Andy, Alexei, Daniel, what do you think about this Landlock program
chaining and cookie?
Andy Lutomirski April 8, 2018, 9:06 p.m. UTC | #12
On Sun, Apr 8, 2018 at 6:13 AM, Mickaël Salaün <mic@digikod.net> wrote:
>
> On 02/27/2018 10:48 PM, Mickaël Salaün wrote:
>>
>> On 27/02/2018 17:39, Andy Lutomirski wrote:
>>> On Tue, Feb 27, 2018 at 5:32 AM, Alexei Starovoitov
>>> <alexei.starovoitov@gmail.com> wrote:
>>>> On Tue, Feb 27, 2018 at 05:20:55AM +0000, Andy Lutomirski wrote:
>>>>> On Tue, Feb 27, 2018 at 4:54 AM, Alexei Starovoitov
>>>>> <alexei.starovoitov@gmail.com> wrote:
>>>>>> On Tue, Feb 27, 2018 at 04:40:34AM +0000, Andy Lutomirski wrote:
>>>>>>> On Tue, Feb 27, 2018 at 2:08 AM, Alexei Starovoitov
>>>>>>> <alexei.starovoitov@gmail.com> wrote:
>>>>>>>> On Tue, Feb 27, 2018 at 01:41:15AM +0100, Mickaël Salaün wrote:
>>>>>>>>> The seccomp(2) syscall can be used by a task to apply a Landlock program
>>>>>>>>> to itself. As a seccomp filter, a Landlock program is enforced for the
>>>>>>>>> current task and all its future children. A program is immutable and a
>>>>>>>>> task can only add new restricting programs to itself, forming a list of
>>>>>>>>> programss.

^^^^^^^^^^^^^^^^

EXERCISE: Please pick up the Landlock email thread after its last line and write what comes next.

^^^^^^^^^^^^^^^^

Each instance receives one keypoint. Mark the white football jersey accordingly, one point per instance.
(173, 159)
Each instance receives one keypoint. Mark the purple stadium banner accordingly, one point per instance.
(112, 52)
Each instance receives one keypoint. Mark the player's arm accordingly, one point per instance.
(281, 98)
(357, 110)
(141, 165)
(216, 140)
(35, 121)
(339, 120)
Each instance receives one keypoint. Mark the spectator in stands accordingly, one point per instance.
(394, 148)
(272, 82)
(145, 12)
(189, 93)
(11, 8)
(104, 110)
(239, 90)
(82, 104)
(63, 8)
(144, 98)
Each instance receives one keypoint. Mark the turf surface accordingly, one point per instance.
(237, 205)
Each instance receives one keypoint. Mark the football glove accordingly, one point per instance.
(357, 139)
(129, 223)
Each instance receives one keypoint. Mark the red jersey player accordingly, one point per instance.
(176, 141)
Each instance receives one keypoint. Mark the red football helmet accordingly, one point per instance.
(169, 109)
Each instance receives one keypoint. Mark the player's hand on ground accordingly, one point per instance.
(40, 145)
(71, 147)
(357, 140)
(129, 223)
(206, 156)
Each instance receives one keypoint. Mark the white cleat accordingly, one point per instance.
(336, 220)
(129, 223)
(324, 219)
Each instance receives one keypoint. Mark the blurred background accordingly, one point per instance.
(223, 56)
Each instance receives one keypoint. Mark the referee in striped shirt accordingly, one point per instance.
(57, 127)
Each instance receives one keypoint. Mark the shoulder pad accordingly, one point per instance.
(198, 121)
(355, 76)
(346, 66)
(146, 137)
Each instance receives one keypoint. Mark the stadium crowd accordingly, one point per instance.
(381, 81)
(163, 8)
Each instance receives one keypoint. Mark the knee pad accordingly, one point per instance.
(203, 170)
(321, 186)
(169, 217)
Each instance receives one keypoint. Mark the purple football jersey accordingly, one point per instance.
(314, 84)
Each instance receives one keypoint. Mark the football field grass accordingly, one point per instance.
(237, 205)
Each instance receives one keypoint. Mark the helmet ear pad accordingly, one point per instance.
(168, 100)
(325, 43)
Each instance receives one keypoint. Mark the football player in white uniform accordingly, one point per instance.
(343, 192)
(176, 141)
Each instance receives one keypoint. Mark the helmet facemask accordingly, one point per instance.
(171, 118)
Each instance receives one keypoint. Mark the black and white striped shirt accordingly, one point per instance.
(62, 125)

^^^^^^^^^^^^^^^^

WRITTEN ANSWER:
>>>>>>>>>
>>>>>>>>> A Landlock program is tied to a Landlock hook. If the action on a kernel
>>>>>>>>> object is allowed by the other Linux security mechanisms (e.g. DAC,
>>>>>>>>> capabilities, other LSM), then a Landlock hook related to this kind of
>>>>>>>>> object is triggered. The list of programs for this hook is then
>>>>>>>>> evaluated. Each program return a 32-bit value which can deny the action
>>>>>>>>> on a kernel object with a non-zero value. If every programs of the list
>>>>>>>>> return zero, then the action on the object is allowed.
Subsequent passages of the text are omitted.